## Work to complete
Collect every line of the records below that contains the word "brown". Case counts, so match only that exact capitalization.

Examples of point labeling
__________________________________________________

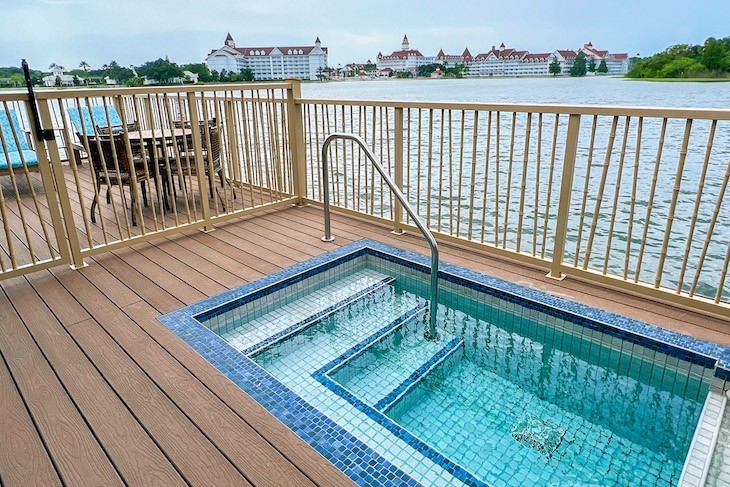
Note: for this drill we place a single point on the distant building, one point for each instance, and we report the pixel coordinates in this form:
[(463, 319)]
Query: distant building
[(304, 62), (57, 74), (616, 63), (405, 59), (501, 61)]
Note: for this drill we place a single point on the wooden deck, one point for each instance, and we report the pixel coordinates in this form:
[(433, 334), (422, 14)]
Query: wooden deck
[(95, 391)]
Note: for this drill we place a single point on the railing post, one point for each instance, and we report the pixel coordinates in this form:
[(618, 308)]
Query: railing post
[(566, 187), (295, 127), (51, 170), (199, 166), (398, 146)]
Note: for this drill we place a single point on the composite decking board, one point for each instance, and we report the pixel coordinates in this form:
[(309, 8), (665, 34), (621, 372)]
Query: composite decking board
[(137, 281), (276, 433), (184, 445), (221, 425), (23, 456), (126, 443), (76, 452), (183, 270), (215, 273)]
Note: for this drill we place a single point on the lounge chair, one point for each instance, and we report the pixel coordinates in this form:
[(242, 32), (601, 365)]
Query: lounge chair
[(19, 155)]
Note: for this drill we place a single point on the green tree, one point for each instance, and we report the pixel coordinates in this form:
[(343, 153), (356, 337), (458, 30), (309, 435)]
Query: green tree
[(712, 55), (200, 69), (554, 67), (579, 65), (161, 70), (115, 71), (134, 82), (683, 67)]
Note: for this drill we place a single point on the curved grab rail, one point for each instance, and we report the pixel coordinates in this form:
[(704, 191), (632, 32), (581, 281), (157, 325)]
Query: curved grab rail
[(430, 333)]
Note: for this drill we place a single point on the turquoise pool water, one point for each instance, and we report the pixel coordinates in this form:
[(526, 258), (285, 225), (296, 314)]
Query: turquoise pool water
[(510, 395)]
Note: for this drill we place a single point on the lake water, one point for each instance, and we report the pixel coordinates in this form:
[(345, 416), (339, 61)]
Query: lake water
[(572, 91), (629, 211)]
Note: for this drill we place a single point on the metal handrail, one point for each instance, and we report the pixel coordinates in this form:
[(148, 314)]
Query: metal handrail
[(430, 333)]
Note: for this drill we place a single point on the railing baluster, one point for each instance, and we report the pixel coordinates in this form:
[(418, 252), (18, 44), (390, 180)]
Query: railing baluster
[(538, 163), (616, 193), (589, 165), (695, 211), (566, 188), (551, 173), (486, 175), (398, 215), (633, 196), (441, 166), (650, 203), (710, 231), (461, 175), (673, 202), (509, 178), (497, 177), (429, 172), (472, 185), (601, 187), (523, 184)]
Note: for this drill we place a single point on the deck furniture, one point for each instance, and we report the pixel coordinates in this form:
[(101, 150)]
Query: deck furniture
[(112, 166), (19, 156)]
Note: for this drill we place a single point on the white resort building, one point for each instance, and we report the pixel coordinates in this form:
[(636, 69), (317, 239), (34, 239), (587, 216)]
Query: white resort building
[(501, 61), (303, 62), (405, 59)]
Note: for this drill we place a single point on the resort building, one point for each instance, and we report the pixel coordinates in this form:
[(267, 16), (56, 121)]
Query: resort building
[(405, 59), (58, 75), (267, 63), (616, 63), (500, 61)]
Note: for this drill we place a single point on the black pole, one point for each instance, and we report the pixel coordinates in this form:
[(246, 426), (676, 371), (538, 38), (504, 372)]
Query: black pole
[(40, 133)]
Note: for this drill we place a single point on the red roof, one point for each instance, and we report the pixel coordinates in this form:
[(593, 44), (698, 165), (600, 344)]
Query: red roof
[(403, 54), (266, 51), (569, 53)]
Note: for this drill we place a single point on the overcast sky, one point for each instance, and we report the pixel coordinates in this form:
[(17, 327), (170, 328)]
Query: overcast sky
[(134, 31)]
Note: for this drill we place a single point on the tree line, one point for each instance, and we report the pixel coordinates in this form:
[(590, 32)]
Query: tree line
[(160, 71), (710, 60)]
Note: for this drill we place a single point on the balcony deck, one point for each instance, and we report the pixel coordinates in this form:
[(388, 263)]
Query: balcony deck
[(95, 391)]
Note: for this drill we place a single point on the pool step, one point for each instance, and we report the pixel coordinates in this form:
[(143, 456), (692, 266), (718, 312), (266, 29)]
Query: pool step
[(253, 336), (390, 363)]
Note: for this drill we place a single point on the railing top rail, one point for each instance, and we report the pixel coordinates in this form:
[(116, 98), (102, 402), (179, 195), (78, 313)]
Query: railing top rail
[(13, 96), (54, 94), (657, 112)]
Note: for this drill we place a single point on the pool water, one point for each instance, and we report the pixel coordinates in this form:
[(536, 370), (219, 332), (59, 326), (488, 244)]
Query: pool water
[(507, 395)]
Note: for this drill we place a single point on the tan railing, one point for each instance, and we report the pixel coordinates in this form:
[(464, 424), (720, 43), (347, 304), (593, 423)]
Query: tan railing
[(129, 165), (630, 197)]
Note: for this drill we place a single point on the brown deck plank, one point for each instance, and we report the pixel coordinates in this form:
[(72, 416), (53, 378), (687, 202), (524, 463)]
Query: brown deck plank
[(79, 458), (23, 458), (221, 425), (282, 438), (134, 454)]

__________________________________________________

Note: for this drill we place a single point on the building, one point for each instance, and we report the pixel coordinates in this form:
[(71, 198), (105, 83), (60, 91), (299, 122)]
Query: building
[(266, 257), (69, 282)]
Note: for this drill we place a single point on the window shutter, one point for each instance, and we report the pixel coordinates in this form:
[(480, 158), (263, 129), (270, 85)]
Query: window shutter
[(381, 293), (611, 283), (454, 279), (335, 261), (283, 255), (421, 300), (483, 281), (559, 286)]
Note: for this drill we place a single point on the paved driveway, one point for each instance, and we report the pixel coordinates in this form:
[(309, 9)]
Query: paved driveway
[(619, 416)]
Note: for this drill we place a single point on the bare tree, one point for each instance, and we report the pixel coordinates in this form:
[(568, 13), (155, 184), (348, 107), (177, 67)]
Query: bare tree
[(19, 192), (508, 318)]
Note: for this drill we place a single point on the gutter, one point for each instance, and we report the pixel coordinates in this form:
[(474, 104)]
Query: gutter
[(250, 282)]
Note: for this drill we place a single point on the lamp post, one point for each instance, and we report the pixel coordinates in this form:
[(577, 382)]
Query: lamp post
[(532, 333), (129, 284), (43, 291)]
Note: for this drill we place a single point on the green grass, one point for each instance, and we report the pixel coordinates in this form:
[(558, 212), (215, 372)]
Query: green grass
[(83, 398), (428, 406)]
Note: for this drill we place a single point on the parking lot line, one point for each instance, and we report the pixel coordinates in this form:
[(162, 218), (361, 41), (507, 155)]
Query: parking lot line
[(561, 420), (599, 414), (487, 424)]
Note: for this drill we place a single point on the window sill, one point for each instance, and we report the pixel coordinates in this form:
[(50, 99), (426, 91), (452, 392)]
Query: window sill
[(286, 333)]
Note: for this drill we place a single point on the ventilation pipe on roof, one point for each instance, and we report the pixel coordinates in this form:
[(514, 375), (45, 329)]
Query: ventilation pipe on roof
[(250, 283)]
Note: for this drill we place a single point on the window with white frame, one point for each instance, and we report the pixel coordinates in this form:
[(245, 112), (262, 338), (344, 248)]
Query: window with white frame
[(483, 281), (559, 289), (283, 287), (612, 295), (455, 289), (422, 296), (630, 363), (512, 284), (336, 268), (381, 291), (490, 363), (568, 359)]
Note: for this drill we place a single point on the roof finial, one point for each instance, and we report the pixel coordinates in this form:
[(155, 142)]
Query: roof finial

__________________________________________________

## Answer in full
Note: for this drill we place a single point on the brown deck plank, one point for each instance, and we report the pixel coordinates in this form:
Query: brown deck plank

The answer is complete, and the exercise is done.